Text block
In this assignment we consider an important question for the movie industry: which key movie characteristics and segments can explain what makes a movie a top rated movie? We define top rated as the top 250 movies of IMDB.
IMDB is an online database of information related to movies, and contains information about 3.871 movies. We used dataset as published on Kaggle (https://www.kaggle.com/deepmatrix/imdb-5000-movie-dataset).

Problem set
• 1. Please repeat the IMDB passage word for word, from "In this assignment" up to and including "movies of IMDB.".
• 2. Answer these questions from the IMDB passage:
(a) How does it define "top rated"?
(b) What does it describe IMDB as?
(c) On which site was the dataset it used published?
The items that come next are from a separate source.

Data lines
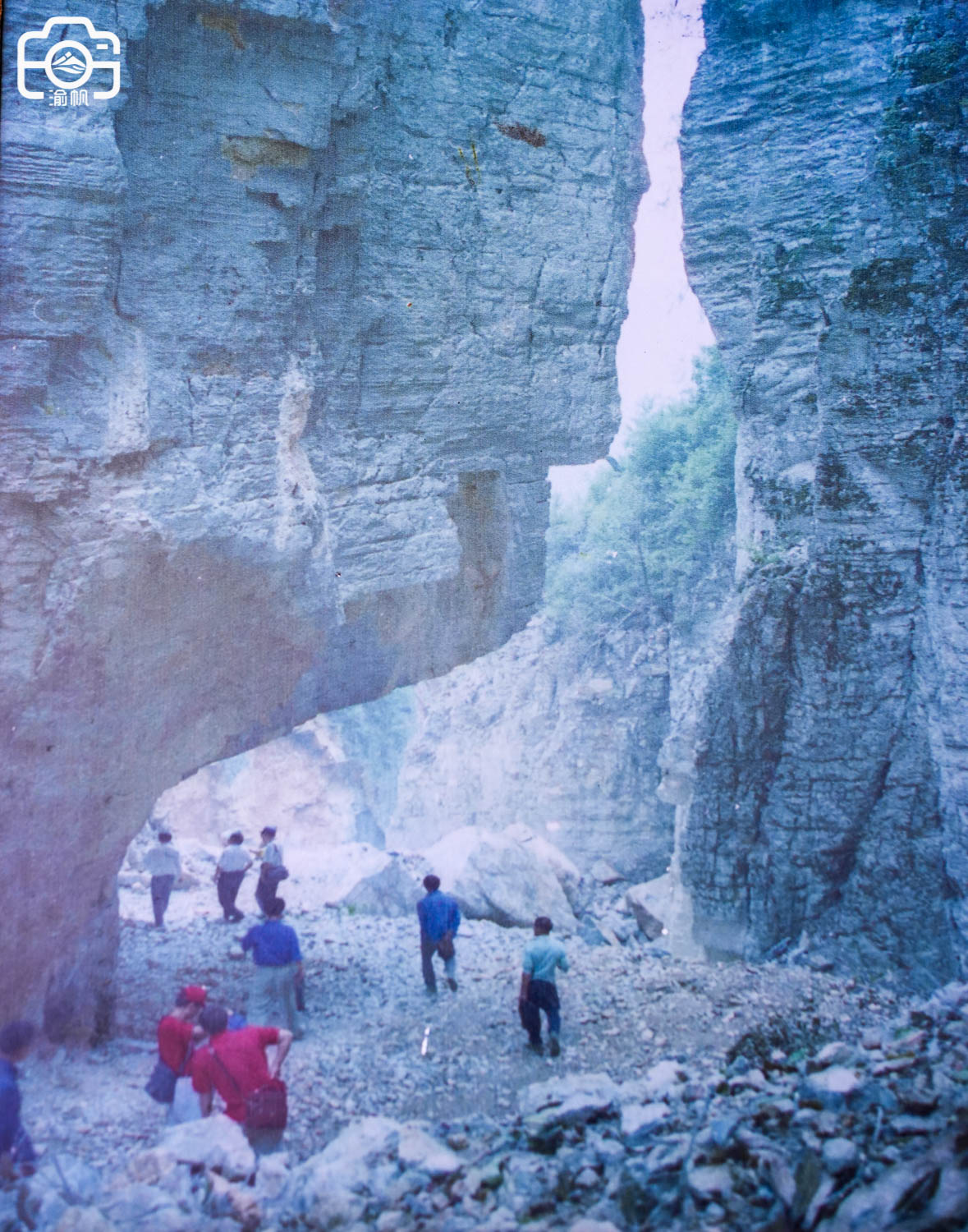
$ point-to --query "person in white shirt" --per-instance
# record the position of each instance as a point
(232, 867)
(271, 871)
(164, 862)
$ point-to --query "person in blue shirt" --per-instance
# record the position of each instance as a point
(278, 965)
(539, 990)
(16, 1150)
(440, 918)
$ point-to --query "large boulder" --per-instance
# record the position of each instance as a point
(362, 1163)
(498, 877)
(214, 1142)
(649, 903)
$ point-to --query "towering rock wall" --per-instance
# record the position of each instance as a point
(293, 327)
(562, 734)
(825, 236)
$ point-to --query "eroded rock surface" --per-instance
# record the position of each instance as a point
(825, 232)
(292, 329)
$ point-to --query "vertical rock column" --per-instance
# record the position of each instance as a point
(825, 234)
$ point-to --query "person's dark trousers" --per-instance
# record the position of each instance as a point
(266, 887)
(542, 995)
(428, 949)
(160, 894)
(228, 889)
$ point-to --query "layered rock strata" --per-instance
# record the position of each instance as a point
(558, 733)
(825, 236)
(293, 327)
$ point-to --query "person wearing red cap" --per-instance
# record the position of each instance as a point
(177, 1032)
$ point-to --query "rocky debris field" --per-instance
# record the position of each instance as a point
(687, 1096)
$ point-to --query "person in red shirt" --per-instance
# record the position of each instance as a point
(234, 1064)
(177, 1029)
(177, 1032)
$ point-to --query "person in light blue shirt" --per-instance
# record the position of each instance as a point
(440, 918)
(278, 965)
(539, 988)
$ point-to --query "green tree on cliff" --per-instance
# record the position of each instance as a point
(645, 537)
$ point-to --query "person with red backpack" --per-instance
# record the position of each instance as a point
(236, 1066)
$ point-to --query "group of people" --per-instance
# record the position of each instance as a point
(206, 1050)
(163, 862)
(212, 1051)
(440, 919)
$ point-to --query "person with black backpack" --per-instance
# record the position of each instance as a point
(440, 919)
(236, 1064)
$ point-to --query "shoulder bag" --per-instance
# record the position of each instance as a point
(266, 1106)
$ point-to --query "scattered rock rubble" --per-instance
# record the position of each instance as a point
(689, 1096)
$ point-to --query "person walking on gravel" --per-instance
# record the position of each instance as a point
(232, 867)
(539, 990)
(440, 918)
(164, 862)
(236, 1064)
(271, 871)
(177, 1032)
(278, 966)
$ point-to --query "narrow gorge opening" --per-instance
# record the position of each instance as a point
(349, 286)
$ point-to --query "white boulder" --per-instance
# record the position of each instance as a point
(498, 877)
(216, 1142)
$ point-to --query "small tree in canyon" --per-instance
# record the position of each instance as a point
(650, 534)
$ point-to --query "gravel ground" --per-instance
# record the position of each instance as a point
(623, 1009)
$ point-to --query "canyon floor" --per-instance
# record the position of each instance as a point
(739, 1041)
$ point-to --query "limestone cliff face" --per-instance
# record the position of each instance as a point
(292, 329)
(562, 734)
(825, 236)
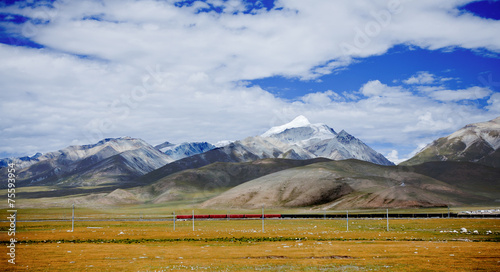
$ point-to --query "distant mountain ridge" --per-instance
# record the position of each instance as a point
(478, 143)
(187, 149)
(108, 161)
(322, 141)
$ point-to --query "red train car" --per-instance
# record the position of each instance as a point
(253, 215)
(221, 216)
(218, 216)
(272, 215)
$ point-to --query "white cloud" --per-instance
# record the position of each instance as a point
(421, 78)
(472, 93)
(53, 97)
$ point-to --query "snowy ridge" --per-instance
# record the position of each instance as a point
(486, 131)
(180, 151)
(319, 140)
(299, 121)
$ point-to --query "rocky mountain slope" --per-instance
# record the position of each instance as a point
(108, 161)
(181, 151)
(297, 140)
(345, 185)
(477, 143)
(322, 141)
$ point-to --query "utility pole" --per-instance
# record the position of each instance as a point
(262, 218)
(387, 219)
(347, 216)
(73, 218)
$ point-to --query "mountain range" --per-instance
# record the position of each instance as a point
(477, 143)
(297, 164)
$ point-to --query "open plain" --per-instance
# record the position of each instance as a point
(99, 242)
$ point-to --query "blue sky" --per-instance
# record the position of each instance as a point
(395, 73)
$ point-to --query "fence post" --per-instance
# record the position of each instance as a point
(387, 219)
(73, 218)
(347, 213)
(262, 218)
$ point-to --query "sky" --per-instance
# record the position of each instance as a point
(396, 74)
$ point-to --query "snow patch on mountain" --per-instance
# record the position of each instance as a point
(486, 131)
(299, 121)
(180, 151)
(319, 140)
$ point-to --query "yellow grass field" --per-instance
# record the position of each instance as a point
(240, 245)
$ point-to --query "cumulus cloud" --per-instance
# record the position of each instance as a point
(157, 71)
(421, 78)
(472, 93)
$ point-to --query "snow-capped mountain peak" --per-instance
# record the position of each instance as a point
(299, 121)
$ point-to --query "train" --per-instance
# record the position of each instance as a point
(225, 216)
(339, 215)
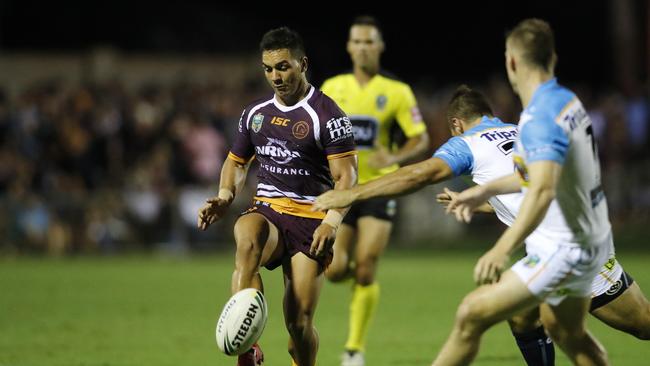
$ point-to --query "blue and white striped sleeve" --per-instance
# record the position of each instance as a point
(457, 155)
(544, 140)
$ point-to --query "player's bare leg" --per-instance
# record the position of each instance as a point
(340, 268)
(480, 309)
(372, 238)
(525, 321)
(629, 313)
(533, 342)
(257, 244)
(303, 282)
(373, 235)
(565, 323)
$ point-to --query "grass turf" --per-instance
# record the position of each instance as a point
(162, 311)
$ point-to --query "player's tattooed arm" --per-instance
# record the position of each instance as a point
(344, 172)
(233, 176)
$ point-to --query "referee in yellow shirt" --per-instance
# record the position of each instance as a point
(378, 105)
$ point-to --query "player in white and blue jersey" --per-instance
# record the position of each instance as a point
(562, 217)
(481, 146)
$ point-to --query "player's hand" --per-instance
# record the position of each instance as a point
(338, 198)
(324, 236)
(464, 204)
(213, 210)
(446, 197)
(490, 266)
(381, 158)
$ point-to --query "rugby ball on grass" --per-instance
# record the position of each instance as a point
(241, 322)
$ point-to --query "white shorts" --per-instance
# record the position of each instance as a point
(554, 271)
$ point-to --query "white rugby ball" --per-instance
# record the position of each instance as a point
(241, 322)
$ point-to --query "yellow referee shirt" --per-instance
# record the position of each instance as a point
(373, 110)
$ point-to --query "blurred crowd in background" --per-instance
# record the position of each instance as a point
(98, 167)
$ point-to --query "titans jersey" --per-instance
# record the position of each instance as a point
(555, 127)
(292, 145)
(485, 153)
(374, 109)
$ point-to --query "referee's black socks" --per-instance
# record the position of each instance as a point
(536, 347)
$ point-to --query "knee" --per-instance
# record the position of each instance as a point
(642, 331)
(299, 325)
(523, 323)
(365, 270)
(560, 333)
(337, 272)
(470, 317)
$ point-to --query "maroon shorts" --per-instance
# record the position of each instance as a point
(296, 233)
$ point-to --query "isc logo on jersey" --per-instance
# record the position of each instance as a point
(277, 150)
(241, 322)
(339, 128)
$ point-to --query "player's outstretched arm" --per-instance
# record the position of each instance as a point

Solution list
• 1.
In this assignment we consider an important question for the movie industry: which key movie characteristics and segments can explain what makes a movie a top rated movie? We define top rated as the top 250 movies of IMDB.

• 2.
(a) As the top 250 movies of IMDB.
(b) An online database of information related to movies.
(c) Kaggle.